# [GIVEN INFORMATION]

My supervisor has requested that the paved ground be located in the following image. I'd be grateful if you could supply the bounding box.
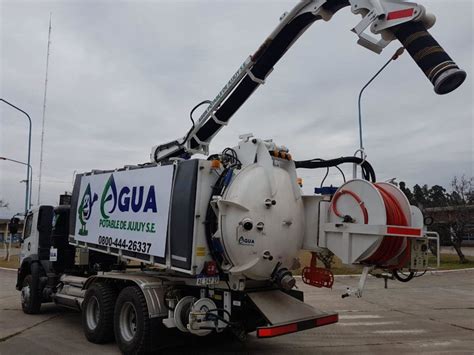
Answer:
[0,270,474,355]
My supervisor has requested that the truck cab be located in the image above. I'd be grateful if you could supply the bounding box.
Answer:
[16,205,117,314]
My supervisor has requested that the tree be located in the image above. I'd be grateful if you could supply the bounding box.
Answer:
[449,175,474,263]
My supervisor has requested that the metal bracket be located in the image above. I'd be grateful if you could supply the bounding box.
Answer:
[210,112,229,126]
[349,0,424,54]
[341,266,374,298]
[246,69,265,85]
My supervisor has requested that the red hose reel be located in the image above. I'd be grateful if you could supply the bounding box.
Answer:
[331,183,410,269]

# [WHAT IS EXPECTED]
Copy the records above from their start through the line that contains "[16,205,117,314]", replacing "supervisor" with "manager" and changing nothing else. Omit the pictures from your copy.

# [THE OUTPUT]
My manager has requested that the paved ground be located in the following image. I'd be grateful if you could supply the bounding box.
Answer:
[0,270,474,355]
My manager has requested that the truck cab be located in the image above. I'd be grateful if you could supply the bounding box.
Answer:
[16,205,117,314]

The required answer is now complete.